Appendix: Data Sources

This appendix documents the datasets used in this book. For each one: where it came from, what we did to it, and how to cite it.

The Meuse Dataset

We use the Meuse River dataset throughout the geostatistics chapters. The original meuse.all from the gstat package has 17 columns, most of which we never touch - landuse codes, indicator variables for which survey the row came from, a lime field test result. Handing students a 17-column data frame when you only ever use 7 of those columns is a tax on attention. Same problem with the original meuse.grid: it had a normalized distance column and two arbitrary area-split columns (part.a, part.b) that served no purpose in this book. So we stripped both down. meuse2 has the coordinates and the metals plus organic matter. meuse.grid2 has the grid coordinates and a set of modern, interpretable covariates. The covariates that matter for the regression kriging chapter - soil type, flooding frequency, river distance - live in meuse.grid2 and get extracted onto the point data when needed using terra::extract(). That workflow is more realistic than having covariates pre-joined into the point dataset anyway.

Origin

The original data were collected in the early 1990s near the village of Stein in the Netherlands, in the floodplain of the Meuse River. The data include topsoil heavy metal concentrations (cadmium, copper, lead, zinc) at 155 sample locations, along with a handful of environmental covariates. The dataset was published and distributed with the sp package in R by Edzer Pebesma and Roger Bivand, and it has been a workhorse teaching dataset in spatial statistics ever since.

▶ _PROBLEM TO WORK ON_: According to the data sources appendix, at how many sample locations were topsoil heavy metal concentrations measured in the Meuse dataset? The records that follow this appendix are separate material.

▶ _DATASET EXTRACT_:

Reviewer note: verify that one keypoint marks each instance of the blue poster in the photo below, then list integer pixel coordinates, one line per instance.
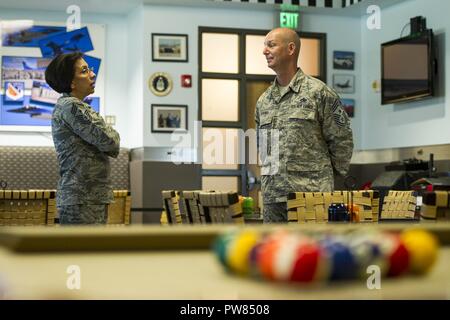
(14, 91)
(17, 36)
(76, 40)
(26, 69)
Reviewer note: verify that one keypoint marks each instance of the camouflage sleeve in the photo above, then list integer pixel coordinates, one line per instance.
(337, 133)
(257, 124)
(91, 127)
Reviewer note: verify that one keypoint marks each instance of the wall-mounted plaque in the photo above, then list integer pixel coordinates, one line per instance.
(160, 84)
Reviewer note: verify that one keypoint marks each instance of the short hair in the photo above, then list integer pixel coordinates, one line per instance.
(60, 72)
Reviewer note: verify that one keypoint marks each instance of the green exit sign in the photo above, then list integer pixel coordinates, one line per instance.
(289, 20)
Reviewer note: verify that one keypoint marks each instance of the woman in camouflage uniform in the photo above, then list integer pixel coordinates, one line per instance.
(83, 143)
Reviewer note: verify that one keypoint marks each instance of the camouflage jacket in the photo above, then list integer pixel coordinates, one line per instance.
(83, 143)
(304, 138)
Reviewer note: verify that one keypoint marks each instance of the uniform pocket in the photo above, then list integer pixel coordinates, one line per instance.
(302, 115)
(299, 166)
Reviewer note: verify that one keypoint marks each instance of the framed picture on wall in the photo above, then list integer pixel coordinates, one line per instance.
(343, 60)
(349, 106)
(344, 83)
(166, 118)
(169, 47)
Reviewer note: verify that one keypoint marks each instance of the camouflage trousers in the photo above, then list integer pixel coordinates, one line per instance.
(83, 214)
(275, 212)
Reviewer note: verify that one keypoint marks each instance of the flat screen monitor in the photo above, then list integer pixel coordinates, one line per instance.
(41, 92)
(407, 68)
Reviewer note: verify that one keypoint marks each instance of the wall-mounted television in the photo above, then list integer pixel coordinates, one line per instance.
(408, 68)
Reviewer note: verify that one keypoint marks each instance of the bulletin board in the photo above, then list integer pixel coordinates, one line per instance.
(26, 49)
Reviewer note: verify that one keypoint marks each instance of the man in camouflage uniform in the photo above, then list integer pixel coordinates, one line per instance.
(304, 133)
(83, 143)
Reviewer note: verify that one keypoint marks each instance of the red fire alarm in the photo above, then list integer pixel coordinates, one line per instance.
(186, 80)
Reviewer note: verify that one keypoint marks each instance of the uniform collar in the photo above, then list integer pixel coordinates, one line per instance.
(295, 85)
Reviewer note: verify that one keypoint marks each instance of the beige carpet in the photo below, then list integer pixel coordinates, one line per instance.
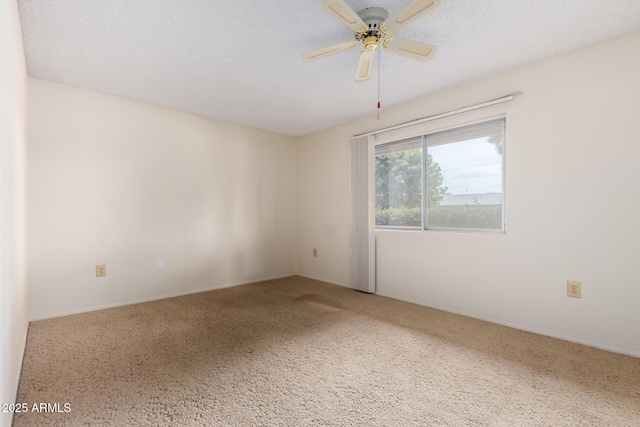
(297, 352)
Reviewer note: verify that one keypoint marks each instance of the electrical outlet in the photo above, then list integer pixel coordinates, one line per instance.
(574, 289)
(101, 270)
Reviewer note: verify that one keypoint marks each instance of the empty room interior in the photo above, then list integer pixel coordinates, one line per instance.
(338, 212)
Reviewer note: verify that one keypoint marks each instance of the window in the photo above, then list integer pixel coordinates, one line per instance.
(461, 187)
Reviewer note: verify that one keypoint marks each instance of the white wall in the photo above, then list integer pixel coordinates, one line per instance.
(121, 183)
(13, 309)
(572, 202)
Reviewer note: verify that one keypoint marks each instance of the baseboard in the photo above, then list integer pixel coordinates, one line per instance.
(514, 326)
(154, 298)
(324, 280)
(16, 384)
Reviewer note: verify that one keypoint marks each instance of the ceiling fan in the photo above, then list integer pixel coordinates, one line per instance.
(373, 26)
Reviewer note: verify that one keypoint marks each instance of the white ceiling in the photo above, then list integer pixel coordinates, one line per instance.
(239, 60)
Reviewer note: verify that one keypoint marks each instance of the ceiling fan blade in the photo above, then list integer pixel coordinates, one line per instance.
(328, 51)
(365, 65)
(412, 12)
(411, 49)
(341, 12)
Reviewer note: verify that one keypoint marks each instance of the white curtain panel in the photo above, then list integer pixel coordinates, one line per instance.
(363, 250)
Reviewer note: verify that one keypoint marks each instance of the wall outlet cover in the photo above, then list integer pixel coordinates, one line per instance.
(574, 289)
(101, 270)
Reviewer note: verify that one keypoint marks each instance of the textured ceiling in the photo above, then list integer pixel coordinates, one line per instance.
(239, 60)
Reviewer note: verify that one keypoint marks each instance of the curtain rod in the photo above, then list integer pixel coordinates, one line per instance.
(441, 115)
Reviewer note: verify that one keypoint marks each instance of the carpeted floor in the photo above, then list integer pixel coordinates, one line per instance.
(297, 352)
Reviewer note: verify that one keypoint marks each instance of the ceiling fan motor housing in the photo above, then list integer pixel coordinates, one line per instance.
(373, 17)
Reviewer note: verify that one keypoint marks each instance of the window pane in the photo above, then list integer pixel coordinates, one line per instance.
(399, 184)
(464, 178)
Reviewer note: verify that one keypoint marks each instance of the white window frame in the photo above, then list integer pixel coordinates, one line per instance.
(425, 150)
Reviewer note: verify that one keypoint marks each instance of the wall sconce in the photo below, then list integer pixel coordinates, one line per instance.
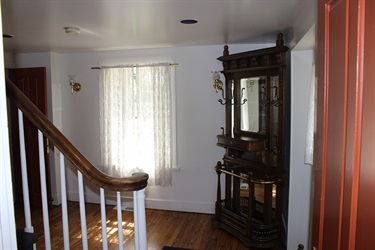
(75, 86)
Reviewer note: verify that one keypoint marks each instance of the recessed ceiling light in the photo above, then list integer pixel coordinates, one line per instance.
(8, 36)
(188, 21)
(72, 30)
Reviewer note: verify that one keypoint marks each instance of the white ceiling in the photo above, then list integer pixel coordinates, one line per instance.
(37, 25)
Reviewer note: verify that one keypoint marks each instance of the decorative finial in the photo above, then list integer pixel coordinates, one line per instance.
(226, 51)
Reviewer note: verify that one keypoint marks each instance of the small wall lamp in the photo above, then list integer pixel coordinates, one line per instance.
(75, 86)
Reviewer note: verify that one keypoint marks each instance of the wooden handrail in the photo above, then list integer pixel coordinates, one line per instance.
(135, 182)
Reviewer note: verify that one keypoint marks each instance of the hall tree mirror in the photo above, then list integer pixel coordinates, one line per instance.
(254, 99)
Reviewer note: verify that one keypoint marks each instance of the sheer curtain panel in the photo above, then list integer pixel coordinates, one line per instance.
(136, 117)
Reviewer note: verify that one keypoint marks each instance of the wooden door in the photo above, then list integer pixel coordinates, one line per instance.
(32, 82)
(343, 216)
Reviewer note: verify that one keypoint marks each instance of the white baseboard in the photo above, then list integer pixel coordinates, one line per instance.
(172, 205)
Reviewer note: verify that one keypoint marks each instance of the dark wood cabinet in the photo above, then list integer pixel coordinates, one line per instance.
(255, 147)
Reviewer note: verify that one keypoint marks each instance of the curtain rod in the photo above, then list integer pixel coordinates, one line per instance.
(136, 65)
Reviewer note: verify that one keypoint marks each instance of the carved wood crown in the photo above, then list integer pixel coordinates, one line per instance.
(256, 59)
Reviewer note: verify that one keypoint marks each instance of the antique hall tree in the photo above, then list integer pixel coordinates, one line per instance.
(254, 138)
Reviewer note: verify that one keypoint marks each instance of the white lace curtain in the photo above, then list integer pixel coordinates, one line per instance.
(136, 121)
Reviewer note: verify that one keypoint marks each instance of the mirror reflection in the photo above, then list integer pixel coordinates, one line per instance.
(253, 110)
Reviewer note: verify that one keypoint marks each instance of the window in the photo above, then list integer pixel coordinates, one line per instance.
(137, 125)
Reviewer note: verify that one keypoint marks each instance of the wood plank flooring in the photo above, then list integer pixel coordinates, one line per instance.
(164, 228)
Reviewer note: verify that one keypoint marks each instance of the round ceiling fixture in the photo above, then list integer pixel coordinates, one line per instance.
(188, 21)
(72, 30)
(8, 36)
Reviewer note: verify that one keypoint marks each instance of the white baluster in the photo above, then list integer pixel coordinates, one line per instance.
(25, 183)
(119, 222)
(64, 206)
(140, 232)
(104, 219)
(43, 185)
(82, 210)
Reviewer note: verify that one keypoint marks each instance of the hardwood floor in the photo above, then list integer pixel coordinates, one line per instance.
(164, 228)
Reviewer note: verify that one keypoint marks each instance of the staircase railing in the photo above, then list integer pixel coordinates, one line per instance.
(136, 183)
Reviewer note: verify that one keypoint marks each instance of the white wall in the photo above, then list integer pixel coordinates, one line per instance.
(199, 118)
(300, 178)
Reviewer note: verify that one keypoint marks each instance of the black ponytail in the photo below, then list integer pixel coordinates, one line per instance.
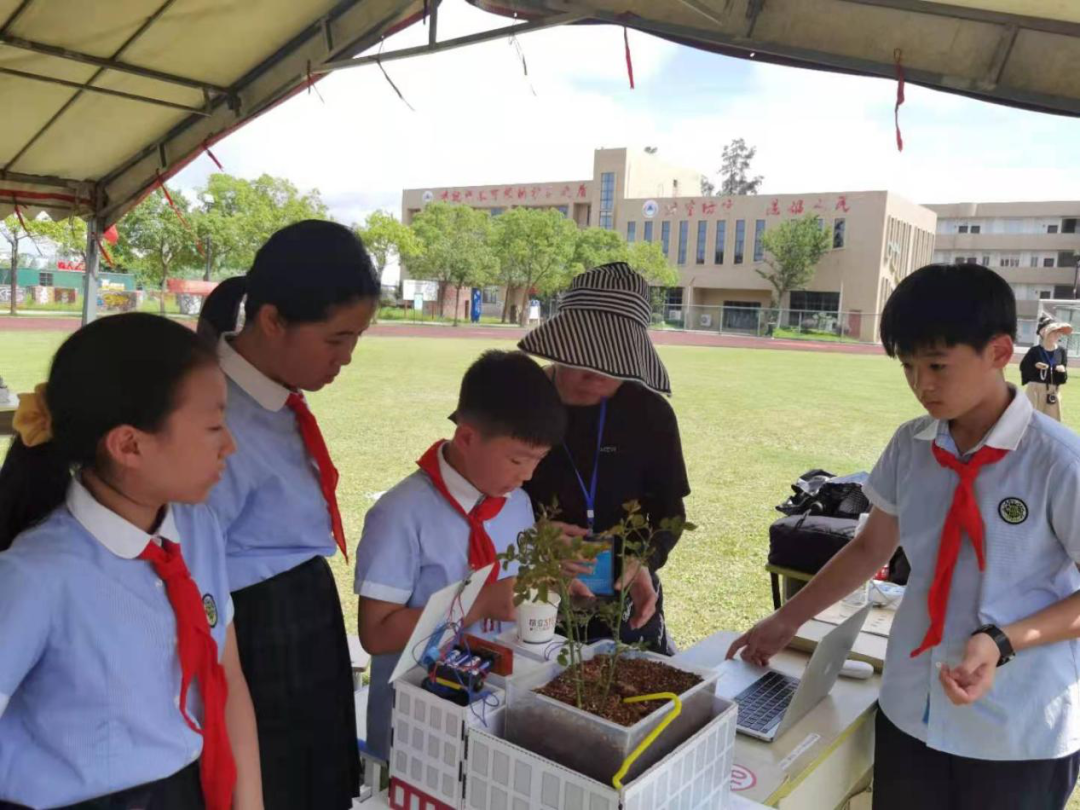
(307, 268)
(220, 311)
(122, 369)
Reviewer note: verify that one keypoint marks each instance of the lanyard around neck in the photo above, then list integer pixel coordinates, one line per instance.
(590, 491)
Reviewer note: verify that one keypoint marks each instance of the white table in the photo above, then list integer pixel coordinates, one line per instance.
(821, 761)
(819, 764)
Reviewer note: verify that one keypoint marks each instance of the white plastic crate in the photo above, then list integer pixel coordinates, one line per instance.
(558, 731)
(697, 775)
(427, 747)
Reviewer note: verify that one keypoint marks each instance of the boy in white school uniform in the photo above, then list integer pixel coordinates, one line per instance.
(980, 702)
(455, 514)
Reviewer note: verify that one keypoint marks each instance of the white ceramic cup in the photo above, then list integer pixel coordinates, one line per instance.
(536, 620)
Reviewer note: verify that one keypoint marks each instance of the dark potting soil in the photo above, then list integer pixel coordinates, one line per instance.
(634, 676)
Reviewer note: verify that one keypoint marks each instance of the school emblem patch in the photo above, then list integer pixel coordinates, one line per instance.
(1013, 511)
(211, 607)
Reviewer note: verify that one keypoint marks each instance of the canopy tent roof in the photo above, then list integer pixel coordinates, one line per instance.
(103, 99)
(1023, 53)
(98, 99)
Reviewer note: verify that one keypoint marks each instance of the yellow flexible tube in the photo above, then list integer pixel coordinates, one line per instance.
(651, 738)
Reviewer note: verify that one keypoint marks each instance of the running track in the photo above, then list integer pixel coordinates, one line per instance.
(501, 333)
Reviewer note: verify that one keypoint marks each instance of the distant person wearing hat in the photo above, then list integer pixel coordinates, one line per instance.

▶ _REPLY_: 155 sample locations.